◆ **Records for the task**:
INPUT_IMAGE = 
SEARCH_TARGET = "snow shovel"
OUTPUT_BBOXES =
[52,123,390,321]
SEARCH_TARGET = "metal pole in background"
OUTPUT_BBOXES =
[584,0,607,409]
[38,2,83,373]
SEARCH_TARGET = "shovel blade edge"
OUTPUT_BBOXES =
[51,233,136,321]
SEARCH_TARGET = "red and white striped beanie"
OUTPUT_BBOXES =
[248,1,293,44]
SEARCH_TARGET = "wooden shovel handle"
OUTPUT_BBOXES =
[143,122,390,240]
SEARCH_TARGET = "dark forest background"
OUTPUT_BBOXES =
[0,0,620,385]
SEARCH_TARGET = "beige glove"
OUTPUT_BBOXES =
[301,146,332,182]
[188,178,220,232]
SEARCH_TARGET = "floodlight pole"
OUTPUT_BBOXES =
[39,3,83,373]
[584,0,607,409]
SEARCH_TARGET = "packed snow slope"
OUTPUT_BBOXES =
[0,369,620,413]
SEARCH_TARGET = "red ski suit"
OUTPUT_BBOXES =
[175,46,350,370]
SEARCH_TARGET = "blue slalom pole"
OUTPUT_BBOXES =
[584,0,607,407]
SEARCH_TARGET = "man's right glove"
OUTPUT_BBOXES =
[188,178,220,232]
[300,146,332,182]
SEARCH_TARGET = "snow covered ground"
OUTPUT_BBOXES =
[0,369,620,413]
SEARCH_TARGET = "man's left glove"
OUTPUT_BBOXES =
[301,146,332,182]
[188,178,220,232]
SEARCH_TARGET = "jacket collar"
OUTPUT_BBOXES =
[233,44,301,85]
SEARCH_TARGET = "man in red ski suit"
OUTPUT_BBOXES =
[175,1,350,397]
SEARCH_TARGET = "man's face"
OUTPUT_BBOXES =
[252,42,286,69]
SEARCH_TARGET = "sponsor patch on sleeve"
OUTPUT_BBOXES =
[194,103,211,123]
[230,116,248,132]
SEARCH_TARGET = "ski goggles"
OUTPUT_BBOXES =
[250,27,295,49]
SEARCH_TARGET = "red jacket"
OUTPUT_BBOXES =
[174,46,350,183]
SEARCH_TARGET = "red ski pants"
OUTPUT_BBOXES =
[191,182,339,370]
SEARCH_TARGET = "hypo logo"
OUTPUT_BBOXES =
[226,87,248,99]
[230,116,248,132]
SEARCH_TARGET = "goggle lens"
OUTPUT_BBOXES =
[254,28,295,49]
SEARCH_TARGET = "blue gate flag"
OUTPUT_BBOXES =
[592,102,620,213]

◆ **What to work on**:
Put the lines above into a Markdown table with the columns "Row" and "Line", numbering each row and leaving out any blank lines.

◆ **Output of the task**:
| Row | Line |
|---|---|
| 1 | INPUT_IMAGE =  |
| 2 | SEARCH_TARGET = "snow shovel" |
| 3 | OUTPUT_BBOXES = |
| 4 | [52,123,390,321] |
| 5 | SEARCH_TARGET = "metal pole in background" |
| 6 | OUTPUT_BBOXES = |
| 7 | [584,0,607,409] |
| 8 | [38,2,83,373] |
| 9 | SEARCH_TARGET = "shovel blade edge" |
| 10 | OUTPUT_BBOXES = |
| 11 | [51,233,136,321] |
| 12 | SEARCH_TARGET = "red and white striped beanie" |
| 13 | OUTPUT_BBOXES = |
| 14 | [248,1,293,44] |
| 15 | SEARCH_TARGET = "wooden shovel handle" |
| 16 | OUTPUT_BBOXES = |
| 17 | [143,122,390,240] |
| 18 | SEARCH_TARGET = "dark forest background" |
| 19 | OUTPUT_BBOXES = |
| 20 | [0,0,620,385] |
| 21 | SEARCH_TARGET = "beige glove" |
| 22 | OUTPUT_BBOXES = |
| 23 | [301,146,332,182] |
| 24 | [188,178,220,232] |
| 25 | SEARCH_TARGET = "floodlight pole" |
| 26 | OUTPUT_BBOXES = |
| 27 | [39,3,83,373] |
| 28 | [584,0,607,409] |
| 29 | SEARCH_TARGET = "packed snow slope" |
| 30 | OUTPUT_BBOXES = |
| 31 | [0,369,620,413] |
| 32 | SEARCH_TARGET = "red ski suit" |
| 33 | OUTPUT_BBOXES = |
| 34 | [175,46,350,370] |
| 35 | SEARCH_TARGET = "blue slalom pole" |
| 36 | OUTPUT_BBOXES = |
| 37 | [584,0,607,407] |
| 38 | SEARCH_TARGET = "man's right glove" |
| 39 | OUTPUT_BBOXES = |
| 40 | [188,178,220,232] |
| 41 | [300,146,332,182] |
| 42 | SEARCH_TARGET = "snow covered ground" |
| 43 | OUTPUT_BBOXES = |
| 44 | [0,369,620,413] |
| 45 | SEARCH_TARGET = "man's left glove" |
| 46 | OUTPUT_BBOXES = |
| 47 | [301,146,332,182] |
| 48 | [188,178,220,232] |
| 49 | SEARCH_TARGET = "jacket collar" |
| 50 | OUTPUT_BBOXES = |
| 51 | [233,44,301,85] |
| 52 | SEARCH_TARGET = "man in red ski suit" |
| 53 | OUTPUT_BBOXES = |
| 54 | [175,1,350,397] |
| 55 | SEARCH_TARGET = "man's face" |
| 56 | OUTPUT_BBOXES = |
| 57 | [252,42,286,69] |
| 58 | SEARCH_TARGET = "sponsor patch on sleeve" |
| 59 | OUTPUT_BBOXES = |
| 60 | [194,103,211,123] |
| 61 | [230,116,248,132] |
| 62 | SEARCH_TARGET = "ski goggles" |
| 63 | OUTPUT_BBOXES = |
| 64 | [250,27,295,49] |
| 65 | SEARCH_TARGET = "red jacket" |
| 66 | OUTPUT_BBOXES = |
| 67 | [174,46,350,183] |
| 68 | SEARCH_TARGET = "red ski pants" |
| 69 | OUTPUT_BBOXES = |
| 70 | [191,182,339,370] |
| 71 | SEARCH_TARGET = "hypo logo" |
| 72 | OUTPUT_BBOXES = |
| 73 | [226,87,248,99] |
| 74 | [230,116,248,132] |
| 75 | SEARCH_TARGET = "goggle lens" |
| 76 | OUTPUT_BBOXES = |
| 77 | [254,28,295,49] |
| 78 | SEARCH_TARGET = "blue gate flag" |
| 79 | OUTPUT_BBOXES = |
| 80 | [592,102,620,213] |